◆ AIM OF THE TASK: Render all of the data below as a numbered list, omitting any blank lines.

◆ MATERIAL FOR THE TASK:
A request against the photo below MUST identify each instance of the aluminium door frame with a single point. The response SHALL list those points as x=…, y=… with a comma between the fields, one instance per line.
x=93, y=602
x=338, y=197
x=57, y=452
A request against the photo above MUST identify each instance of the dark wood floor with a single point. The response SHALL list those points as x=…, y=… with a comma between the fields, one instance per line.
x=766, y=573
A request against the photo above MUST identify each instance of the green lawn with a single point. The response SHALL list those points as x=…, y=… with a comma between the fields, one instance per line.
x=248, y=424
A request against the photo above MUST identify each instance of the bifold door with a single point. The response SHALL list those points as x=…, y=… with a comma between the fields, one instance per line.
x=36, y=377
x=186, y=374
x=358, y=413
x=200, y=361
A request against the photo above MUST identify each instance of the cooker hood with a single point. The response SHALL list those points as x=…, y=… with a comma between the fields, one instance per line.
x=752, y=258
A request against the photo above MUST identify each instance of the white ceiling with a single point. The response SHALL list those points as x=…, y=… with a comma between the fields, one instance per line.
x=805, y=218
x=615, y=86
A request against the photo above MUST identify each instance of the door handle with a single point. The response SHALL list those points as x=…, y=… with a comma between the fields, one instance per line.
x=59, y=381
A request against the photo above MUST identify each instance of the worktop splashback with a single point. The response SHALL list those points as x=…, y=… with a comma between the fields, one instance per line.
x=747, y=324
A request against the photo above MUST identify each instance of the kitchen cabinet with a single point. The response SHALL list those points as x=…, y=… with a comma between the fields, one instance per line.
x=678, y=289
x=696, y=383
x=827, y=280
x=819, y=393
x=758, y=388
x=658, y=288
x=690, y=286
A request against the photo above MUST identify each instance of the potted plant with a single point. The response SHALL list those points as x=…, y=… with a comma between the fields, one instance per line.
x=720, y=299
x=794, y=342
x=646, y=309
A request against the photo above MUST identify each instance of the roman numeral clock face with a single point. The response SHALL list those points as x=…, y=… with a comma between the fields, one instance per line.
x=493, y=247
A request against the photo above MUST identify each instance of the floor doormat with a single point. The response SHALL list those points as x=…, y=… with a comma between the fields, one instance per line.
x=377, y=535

◆ PROBLEM SOLUTION:
1. A request against the photo below MUST identify each instance of the aluminium door frame with a single point. The response SHALL list those points as x=…, y=… with a comma between the fields, one instance per line.
2. x=93, y=602
3. x=338, y=197
4. x=57, y=452
5. A request against the photo above MUST identify each instance of the dark wood floor with a single point. The response SHALL list those points as x=…, y=… with a comma between the fields, one instance per line.
6. x=766, y=573
7. A request against the photo above MUST identify each instance of the green lawn with a single point. The response SHALL list those points as x=…, y=… with a comma between the fields, one instance per line.
8. x=248, y=424
9. A request against the photo above MUST identify each instance of the bifold door with a single point. The response SHALL list those points as x=…, y=… with a comma between the fields, one instance per line.
10. x=36, y=377
11. x=186, y=374
12. x=358, y=413
13. x=200, y=361
14. A request against the photo above MUST identify each instance of the cooker hood with a single point. The response SHALL list those points as x=…, y=… with a comma between the fields, one instance per line.
15. x=752, y=258
16. A request against the photo above MUST identify each instance of the white ceiling with a single point. The response SHALL list those points as x=…, y=… with a comma between the fields, one instance per line.
17. x=805, y=218
18. x=615, y=86
19. A request against the photo above MUST identify each instance of the door handle with a single point. The response SHALL list those points as x=…, y=… with a comma between the fields, one instance per line.
20. x=59, y=381
21. A request against the photo above MUST identify each instance of the worktop splashback with a single point. The response SHALL list those points as x=…, y=… with a comma between the fields, one instance per line.
22. x=747, y=324
23. A request against the photo above MUST identify each instance of the kitchen cabinet with a single point. The response SHALL list those points as x=…, y=… with a comma between the fields, one instance per line.
24. x=678, y=289
25. x=696, y=383
26. x=827, y=280
27. x=819, y=393
28. x=758, y=388
29. x=658, y=288
30. x=690, y=286
31. A request against the photo above MUST identify each instance of the potted plant with a single point. The response SHALL list those points as x=…, y=… with a comma between the fields, one instance per line.
32. x=720, y=299
33. x=794, y=342
34. x=646, y=309
35. A request against the photo above MUST identify each instance of the roman numeral clock face with a single point. The response SHALL list those points as x=…, y=… with a comma between the fields, one instance per line.
36. x=493, y=247
37. A request against the photo above MUST identify each instance of the floor doormat with a single point. The response SHALL list those points as x=…, y=… with a comma between the fields, one instance per line.
38. x=377, y=535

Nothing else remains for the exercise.